_Exercise description_
Go over the material below and report every line that contains the word "gosling".

_Data to use_
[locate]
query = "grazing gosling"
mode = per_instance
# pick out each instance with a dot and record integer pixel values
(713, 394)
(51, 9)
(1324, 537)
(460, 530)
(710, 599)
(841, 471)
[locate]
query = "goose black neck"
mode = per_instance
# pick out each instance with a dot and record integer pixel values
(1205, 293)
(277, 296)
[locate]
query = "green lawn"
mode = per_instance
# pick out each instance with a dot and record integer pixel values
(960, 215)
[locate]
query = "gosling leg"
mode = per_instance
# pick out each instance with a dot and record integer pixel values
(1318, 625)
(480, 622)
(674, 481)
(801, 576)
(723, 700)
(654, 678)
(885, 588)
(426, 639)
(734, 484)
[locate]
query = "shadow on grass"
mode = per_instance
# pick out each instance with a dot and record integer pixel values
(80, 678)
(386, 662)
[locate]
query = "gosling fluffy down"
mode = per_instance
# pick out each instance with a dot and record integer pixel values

==

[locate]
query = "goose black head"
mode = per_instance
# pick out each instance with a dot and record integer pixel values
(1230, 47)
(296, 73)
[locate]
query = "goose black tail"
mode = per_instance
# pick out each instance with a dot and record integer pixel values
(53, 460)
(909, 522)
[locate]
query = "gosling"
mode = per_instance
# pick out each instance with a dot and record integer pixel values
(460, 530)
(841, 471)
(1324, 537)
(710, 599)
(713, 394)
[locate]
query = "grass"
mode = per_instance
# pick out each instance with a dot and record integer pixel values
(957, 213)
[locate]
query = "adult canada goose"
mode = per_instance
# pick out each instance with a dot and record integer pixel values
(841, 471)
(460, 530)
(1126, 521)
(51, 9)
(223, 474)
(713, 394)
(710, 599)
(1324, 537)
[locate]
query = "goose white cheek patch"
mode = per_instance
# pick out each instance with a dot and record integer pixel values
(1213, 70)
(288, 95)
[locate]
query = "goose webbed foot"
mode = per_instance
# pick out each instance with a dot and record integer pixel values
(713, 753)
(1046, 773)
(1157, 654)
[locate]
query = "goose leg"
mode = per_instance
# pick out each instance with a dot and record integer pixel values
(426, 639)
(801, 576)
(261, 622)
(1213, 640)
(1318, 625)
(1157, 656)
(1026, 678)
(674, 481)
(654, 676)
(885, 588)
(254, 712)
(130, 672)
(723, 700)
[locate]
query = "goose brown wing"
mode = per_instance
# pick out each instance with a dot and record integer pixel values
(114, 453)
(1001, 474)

_Your solution_
query = "grazing gosling"
query = "gosling leg"
query = "gosling fluffy down"
query = "gosling"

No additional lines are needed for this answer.